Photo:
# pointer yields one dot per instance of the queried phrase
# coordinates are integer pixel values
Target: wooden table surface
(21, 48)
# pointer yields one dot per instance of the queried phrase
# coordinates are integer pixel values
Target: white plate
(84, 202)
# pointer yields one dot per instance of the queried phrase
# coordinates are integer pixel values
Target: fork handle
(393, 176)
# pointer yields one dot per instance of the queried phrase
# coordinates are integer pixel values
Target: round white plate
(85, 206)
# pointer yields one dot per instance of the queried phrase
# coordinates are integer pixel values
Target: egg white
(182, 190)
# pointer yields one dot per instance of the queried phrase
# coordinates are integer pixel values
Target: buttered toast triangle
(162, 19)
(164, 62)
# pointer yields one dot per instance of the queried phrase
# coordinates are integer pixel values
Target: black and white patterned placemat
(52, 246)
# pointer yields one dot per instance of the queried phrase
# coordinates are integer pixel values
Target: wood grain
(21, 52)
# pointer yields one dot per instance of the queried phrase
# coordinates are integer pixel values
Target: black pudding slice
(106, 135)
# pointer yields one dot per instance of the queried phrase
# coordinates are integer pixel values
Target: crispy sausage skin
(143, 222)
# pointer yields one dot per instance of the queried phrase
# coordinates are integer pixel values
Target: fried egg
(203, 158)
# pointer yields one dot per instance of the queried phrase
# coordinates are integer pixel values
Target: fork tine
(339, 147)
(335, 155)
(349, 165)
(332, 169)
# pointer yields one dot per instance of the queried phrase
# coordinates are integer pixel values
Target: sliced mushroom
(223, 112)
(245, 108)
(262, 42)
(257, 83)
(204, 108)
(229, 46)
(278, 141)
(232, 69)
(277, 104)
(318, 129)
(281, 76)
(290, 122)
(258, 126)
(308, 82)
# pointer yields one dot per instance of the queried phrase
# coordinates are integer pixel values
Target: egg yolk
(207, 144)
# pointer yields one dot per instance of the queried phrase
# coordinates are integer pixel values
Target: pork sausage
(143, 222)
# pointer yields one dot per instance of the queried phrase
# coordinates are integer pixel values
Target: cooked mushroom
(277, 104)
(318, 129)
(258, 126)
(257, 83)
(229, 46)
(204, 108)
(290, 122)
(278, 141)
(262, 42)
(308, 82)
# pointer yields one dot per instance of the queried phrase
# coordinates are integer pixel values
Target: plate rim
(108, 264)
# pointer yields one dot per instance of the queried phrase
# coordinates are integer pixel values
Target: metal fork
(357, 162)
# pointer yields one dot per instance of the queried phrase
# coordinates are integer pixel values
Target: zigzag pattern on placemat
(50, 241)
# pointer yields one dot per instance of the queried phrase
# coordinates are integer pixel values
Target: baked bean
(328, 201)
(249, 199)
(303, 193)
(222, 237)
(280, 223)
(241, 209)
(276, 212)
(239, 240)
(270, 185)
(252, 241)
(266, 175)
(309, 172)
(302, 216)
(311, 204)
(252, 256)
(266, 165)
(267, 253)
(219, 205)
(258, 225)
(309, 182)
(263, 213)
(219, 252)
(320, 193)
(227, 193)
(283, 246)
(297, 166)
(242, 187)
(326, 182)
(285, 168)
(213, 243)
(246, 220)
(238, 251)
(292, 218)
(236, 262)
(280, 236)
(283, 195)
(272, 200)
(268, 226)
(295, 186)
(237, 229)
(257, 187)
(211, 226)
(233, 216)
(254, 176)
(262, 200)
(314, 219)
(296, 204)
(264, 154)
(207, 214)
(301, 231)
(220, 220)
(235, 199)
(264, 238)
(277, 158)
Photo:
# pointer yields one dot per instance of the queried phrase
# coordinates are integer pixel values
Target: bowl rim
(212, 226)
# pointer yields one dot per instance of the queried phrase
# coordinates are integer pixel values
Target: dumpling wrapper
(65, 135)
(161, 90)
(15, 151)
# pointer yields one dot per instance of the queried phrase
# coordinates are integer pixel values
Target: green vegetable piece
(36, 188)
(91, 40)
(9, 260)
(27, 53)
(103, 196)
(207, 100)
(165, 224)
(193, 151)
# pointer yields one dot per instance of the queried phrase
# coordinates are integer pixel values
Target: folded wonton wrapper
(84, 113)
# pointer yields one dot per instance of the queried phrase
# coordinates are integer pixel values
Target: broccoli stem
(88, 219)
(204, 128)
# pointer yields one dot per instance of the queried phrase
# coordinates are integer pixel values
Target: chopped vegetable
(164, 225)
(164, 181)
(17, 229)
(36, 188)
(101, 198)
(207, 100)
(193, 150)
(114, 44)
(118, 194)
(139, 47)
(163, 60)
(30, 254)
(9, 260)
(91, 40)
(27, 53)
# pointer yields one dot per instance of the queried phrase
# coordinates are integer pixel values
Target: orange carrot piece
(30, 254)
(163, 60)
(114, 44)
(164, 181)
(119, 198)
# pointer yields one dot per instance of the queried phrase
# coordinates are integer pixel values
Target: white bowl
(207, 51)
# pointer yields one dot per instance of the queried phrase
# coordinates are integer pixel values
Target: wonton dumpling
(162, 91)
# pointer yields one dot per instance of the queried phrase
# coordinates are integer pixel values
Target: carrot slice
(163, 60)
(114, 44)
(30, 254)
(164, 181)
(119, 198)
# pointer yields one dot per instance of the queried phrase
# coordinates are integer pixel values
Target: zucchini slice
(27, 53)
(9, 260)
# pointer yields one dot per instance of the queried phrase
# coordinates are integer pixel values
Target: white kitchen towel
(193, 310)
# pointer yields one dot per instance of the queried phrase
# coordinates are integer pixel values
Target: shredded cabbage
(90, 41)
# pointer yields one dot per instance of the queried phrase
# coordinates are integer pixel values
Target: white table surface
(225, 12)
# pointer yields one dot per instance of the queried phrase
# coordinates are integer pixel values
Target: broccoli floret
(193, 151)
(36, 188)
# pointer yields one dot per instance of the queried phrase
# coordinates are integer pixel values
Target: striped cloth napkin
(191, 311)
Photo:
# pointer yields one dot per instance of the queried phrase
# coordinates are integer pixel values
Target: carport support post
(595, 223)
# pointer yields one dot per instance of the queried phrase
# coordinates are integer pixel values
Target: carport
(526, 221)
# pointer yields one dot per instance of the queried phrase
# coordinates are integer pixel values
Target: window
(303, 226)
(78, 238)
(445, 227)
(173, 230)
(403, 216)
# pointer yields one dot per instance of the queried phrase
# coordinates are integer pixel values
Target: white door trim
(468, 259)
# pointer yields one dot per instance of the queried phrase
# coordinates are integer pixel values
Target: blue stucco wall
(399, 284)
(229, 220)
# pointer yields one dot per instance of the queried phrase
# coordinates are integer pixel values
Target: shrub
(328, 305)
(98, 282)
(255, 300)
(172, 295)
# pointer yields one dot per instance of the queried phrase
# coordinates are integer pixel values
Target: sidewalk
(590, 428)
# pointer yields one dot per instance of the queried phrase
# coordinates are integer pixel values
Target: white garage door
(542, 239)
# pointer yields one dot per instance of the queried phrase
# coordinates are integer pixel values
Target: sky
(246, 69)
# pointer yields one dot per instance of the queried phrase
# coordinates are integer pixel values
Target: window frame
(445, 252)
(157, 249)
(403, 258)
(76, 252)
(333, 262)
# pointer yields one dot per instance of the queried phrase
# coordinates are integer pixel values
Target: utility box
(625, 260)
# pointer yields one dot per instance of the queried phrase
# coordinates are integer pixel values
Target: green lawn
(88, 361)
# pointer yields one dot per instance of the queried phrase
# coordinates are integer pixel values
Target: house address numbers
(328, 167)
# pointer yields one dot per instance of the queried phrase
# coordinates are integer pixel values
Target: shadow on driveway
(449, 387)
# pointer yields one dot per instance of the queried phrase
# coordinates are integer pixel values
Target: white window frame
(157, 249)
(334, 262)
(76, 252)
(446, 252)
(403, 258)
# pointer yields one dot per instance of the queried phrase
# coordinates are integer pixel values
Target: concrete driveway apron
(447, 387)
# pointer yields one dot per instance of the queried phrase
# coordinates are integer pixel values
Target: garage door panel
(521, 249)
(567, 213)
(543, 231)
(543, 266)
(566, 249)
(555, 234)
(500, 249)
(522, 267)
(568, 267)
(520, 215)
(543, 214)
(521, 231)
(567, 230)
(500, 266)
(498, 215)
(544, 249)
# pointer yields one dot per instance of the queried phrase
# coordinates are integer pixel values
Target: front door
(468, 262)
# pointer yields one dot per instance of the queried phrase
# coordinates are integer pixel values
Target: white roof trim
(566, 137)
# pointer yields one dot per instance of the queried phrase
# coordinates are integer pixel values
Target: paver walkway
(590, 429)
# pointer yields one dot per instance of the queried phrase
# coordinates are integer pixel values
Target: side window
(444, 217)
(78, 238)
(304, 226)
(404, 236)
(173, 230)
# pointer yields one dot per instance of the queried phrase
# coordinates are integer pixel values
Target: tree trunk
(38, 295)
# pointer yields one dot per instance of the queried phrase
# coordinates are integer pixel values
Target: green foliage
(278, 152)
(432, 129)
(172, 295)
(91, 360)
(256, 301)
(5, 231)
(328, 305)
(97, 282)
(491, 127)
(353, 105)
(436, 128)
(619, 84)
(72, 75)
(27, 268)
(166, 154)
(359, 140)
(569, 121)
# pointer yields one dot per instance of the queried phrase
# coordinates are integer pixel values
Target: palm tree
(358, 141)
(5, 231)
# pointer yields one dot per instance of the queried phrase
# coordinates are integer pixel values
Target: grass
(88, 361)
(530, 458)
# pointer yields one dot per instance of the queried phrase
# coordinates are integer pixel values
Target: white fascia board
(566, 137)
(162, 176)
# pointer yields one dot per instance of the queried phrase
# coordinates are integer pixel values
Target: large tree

**What you should do:** Can you gather and copy out every line in the entries above that contains the word "trim"?

**The answer:**
Target: white door trim
Target: white roof trim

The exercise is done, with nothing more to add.